─── EXTRACTED MATERIAL ───

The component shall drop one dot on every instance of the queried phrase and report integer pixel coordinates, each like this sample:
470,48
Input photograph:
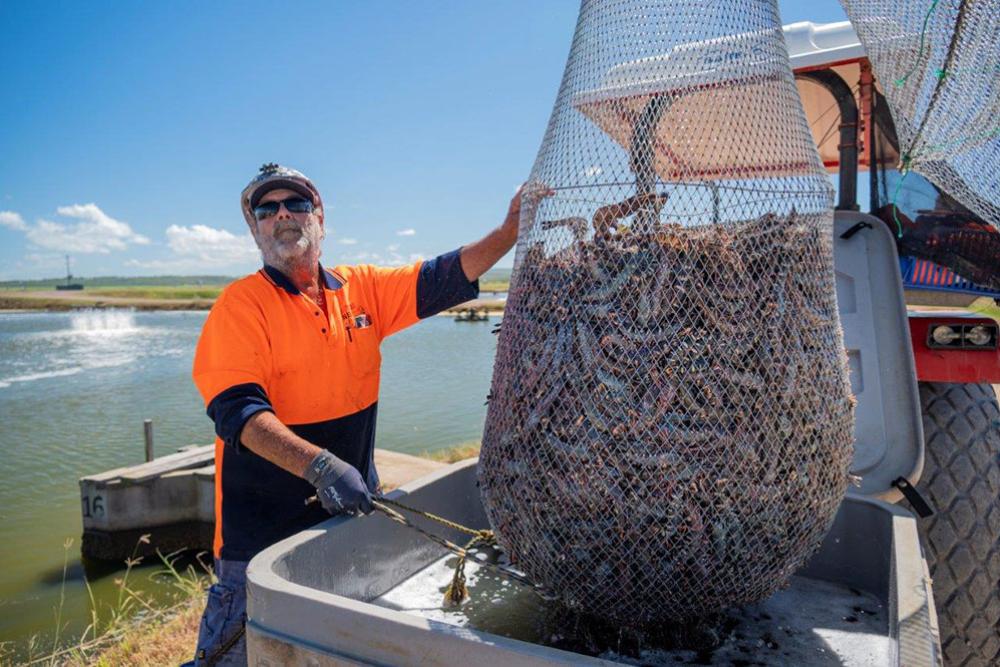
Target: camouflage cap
273,176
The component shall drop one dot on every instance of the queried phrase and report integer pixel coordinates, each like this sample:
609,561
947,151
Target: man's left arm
479,257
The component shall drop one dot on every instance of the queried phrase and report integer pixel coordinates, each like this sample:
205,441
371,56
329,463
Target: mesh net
938,61
670,427
928,222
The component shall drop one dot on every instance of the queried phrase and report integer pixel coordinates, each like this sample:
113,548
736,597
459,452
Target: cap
273,176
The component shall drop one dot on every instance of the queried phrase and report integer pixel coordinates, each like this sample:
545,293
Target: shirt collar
331,281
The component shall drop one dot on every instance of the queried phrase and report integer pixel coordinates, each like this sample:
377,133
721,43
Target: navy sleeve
231,409
442,284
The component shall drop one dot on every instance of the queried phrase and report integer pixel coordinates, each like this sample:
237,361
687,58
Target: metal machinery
948,257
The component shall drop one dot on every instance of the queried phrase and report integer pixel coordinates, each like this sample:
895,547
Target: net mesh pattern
670,425
938,62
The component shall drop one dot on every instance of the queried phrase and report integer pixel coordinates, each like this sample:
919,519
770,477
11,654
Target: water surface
75,388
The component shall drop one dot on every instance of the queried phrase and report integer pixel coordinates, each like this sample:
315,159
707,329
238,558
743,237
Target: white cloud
211,245
12,220
93,232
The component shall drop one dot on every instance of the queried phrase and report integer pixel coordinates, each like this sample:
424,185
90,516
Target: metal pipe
848,147
147,427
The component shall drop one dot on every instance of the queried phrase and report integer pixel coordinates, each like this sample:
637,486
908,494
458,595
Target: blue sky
128,129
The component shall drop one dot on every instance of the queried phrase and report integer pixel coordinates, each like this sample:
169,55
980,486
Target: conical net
670,423
938,62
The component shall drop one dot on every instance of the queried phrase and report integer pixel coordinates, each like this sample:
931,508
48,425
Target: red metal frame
944,365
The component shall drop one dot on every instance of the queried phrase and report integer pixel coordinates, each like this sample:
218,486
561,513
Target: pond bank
21,300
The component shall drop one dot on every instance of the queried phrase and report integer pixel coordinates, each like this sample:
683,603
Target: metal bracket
917,501
855,229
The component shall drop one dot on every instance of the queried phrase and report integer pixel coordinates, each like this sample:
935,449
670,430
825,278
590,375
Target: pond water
75,388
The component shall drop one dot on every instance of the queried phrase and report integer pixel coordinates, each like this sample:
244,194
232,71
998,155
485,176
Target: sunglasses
292,204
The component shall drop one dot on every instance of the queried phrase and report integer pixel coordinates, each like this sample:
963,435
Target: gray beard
293,257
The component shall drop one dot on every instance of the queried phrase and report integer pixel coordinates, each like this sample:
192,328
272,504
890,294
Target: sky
128,129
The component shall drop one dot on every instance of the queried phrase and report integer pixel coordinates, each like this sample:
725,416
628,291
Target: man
288,365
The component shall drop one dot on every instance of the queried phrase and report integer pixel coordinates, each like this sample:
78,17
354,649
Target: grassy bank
133,631
159,292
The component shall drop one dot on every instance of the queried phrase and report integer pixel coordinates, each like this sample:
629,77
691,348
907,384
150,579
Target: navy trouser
221,636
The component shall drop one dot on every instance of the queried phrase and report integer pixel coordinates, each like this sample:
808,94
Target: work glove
339,486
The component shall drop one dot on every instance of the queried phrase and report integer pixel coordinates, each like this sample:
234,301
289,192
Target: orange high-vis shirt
267,346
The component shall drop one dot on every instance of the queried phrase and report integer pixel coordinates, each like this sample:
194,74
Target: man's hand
479,257
528,196
339,485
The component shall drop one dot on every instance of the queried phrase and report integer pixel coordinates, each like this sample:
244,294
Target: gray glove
339,486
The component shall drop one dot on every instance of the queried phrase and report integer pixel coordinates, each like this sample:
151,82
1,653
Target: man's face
286,237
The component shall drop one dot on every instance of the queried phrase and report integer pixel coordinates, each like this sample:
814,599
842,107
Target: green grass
131,630
494,285
158,292
466,450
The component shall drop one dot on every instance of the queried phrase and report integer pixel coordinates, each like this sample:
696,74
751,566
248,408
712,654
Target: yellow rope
457,592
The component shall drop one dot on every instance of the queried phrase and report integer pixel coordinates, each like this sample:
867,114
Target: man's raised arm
478,257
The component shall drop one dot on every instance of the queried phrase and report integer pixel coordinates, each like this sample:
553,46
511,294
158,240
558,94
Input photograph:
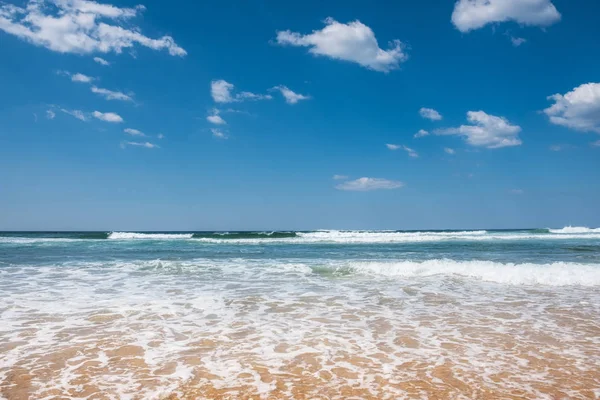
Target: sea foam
575,230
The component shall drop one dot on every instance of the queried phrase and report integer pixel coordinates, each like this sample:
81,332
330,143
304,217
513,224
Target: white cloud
222,92
133,132
252,96
75,113
430,114
354,42
111,95
216,119
291,97
517,41
79,26
579,109
474,14
411,152
101,61
147,145
81,78
218,133
487,131
108,117
368,184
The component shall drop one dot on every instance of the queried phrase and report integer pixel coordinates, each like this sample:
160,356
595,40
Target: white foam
248,307
554,274
575,229
152,236
372,237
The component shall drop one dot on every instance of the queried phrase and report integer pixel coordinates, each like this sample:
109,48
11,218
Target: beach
477,314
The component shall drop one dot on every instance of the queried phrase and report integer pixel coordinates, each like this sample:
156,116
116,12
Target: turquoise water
162,291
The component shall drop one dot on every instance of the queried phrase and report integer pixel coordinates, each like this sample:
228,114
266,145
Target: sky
263,115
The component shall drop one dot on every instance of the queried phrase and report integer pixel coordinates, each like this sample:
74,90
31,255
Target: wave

───

YOUR ASSIGNMENT = Give every entry above again, exactly, and keep all pictures out of it.

RESULT OF THE EXERCISE =
The component shall drop one dot on every instance of the queried phrase and report integer pixel coordinates, each like this sample:
470,48
Input photograph:
Target: camouflage cap
273,176
The component shall drop one dot on every instance of the queried phrase and report integer pixel coordinates, each like this sample:
609,561
947,151
Target: man's left arm
479,257
The component shall drop one dot on every instance of the queried phrase and report integer pixel coordinates, each like this sample:
205,441
371,56
329,463
Target: mesh net
938,61
670,427
928,222
The component shall drop one dot on every instance of the queried phrase and report integer pixel coordinates, each like this sample:
113,548
736,597
459,452
Target: cap
273,176
The component shall drop one dot on every instance of the queried phrase and report integer pixel coordinates, each like this sample:
545,293
Target: shirt collar
331,281
The component shall drop one dot on every instance of the queried phrase and report integer pixel coordinates, each like this sample:
377,133
721,43
Target: navy sleeve
231,409
442,284
The component shall drop one dot on every instance of the queried phrase and report integer pixel coordinates, each like this sample:
237,361
687,58
Target: metal machinery
948,257
The component shall drop one dot on every instance of the queried phrase and report integer pixel coordinates, each like this sample:
895,547
Target: net mesh pattern
670,425
938,62
The component shall drop one dot on every instance of the queried phrase and report integer pixel coordinates, each like this sample:
919,519
770,477
11,654
Target: water surface
75,388
The component shall drop one dot on every instance of the queried phrase and report integer pixel coordinates, each like this sample:
315,159
707,329
238,558
743,237
Target: white cloud
211,245
12,220
93,232
The component shall drop one dot on every instance of the queried phrase and report integer pixel coordinates, each like this sample:
424,185
90,516
Target: metal pipe
848,147
147,427
The component shall drop one dot on every instance of the queried phrase and report integer pixel coordinates, each like this sample:
637,486
908,494
458,595
Target: blue sky
128,129
The component shall drop one dot on every instance of the queried phrase and report integer pixel coordinates, each like this sample:
169,55
980,486
Target: conical net
670,423
938,62
The component shall drop one dot on every instance of the queried phrase and report integer pixel coordinates, each like this sample:
931,508
48,425
Target: red metal frame
944,365
The component shall drop one dot on every instance of the queried phrase and report integer pixel coordinates, each like this sample:
218,486
561,513
Target: pond bank
21,300
The component shall drop one dot on every instance of the queried phrase and report integer pixel coordinates, each like this sample:
683,603
Target: metal bracket
917,501
855,229
The component shall drop one dot on every instance of the queried phrase and report integer pixel coordinates, each like this sample:
935,449
670,430
825,278
590,375
Target: pond water
75,388
The component shall drop one dot on every instance of the queried phrase and report integer pixel coordinates, each like this sample:
244,194
232,71
998,155
485,176
Target: sunglasses
292,204
The component shall drop one dot on every instance of the queried phrase and report integer pixel coordinates, each like this sample:
963,435
Target: gray beard
293,257
The component shall drop one dot on every instance of the queried phrase and report integer pixel coordinates, each like this sample:
192,328
272,504
890,294
Target: sky
128,129
The component shall drop one dot on every instance of the queried phrase and report integer pixel coordinates, each like this sample:
725,416
628,291
Target: man
288,365
The component shall drop one dot on every instance of the queried phrase and report integer pixel coordinates, each like this sample:
78,17
354,649
Target: grassy bank
133,631
159,292
The component shall drop one dot on every instance of the queried phrase and report integer pixel coordinates, each like this sample:
629,77
691,348
907,384
150,579
Target: navy trouser
221,636
The component shall drop one dot on every instance of the queried phrase and report integer pixel coordinates, each like this sample:
808,94
Target: work glove
339,486
The component shall drop one dot on every instance of the queried phrase and report integer pixel coordinates, each like this sample:
234,301
289,192
Target: orange high-vis shirt
267,346
The component shall drop one dot on every instance of the queried phrase and report integer pixel coordinates, each like this sample:
194,74
Target: man's hand
479,257
528,196
339,485
The component shall drop one dot on every instance of the queried phrase and report integer pixel coordinates, each like this sample:
244,294
Target: gray glove
339,486
The component shall drop one dot on every instance of the queried phrase and report integer pixel coordinates, each like this sample:
151,82
1,653
Target: man's face
286,237
The component shall drop one dot on every instance of the queried phrase and report integer pixel coordinates, each like this sample:
814,599
842,107
Target: green grass
131,630
494,285
158,292
466,450
The component shall drop one dot on every instance of the queried phrase and report integer pixel coordinates, each like this sample:
696,74
751,566
248,408
712,654
Target: yellow rope
457,592
The component shall drop one dot on every instance of the queried phrase and report integer pixel coordinates, each like this sample:
867,114
Target: man's raised arm
478,257
The component shall drop one dot on every instance of the queried phrase and report integer pixel coordinates, each like this sample:
553,46
511,294
158,240
558,94
Input photograph:
Target: sea foam
575,230
The component shall drop one dot on every instance of the queried phrase and report integer pixel coordinates, each like this sample:
81,332
330,143
304,217
513,224
Target: white cloud
222,92
133,132
252,96
75,113
430,114
354,42
111,95
216,119
291,97
517,41
79,26
579,109
474,14
411,152
101,61
147,145
81,78
218,133
487,131
108,117
368,184
The component shall drop one dot on every instance of the queried phrase and report integer pixel coordinates, each like this sample:
160,356
595,40
Target: white foam
248,307
554,274
575,229
152,236
372,237
The component shall drop one dot on every instance of the queried phrase and report integer pixel coordinates, each like this sample:
109,48
11,218
Target: beach
477,314
The component shall drop one dot on every instance of the queried phrase and report integer pixel coordinates, each like this sample:
156,116
116,12
Target: turquoise water
162,291
The component shall drop one dot on every instance of the queried phrase and report integer pixel coordinates, each like this sample:
228,114
266,145
Target: sky
263,115
The component shall drop one dot on every instance of the queried phrase and report integer pixel coordinates, each like this sample:
74,90
31,255
Target: wave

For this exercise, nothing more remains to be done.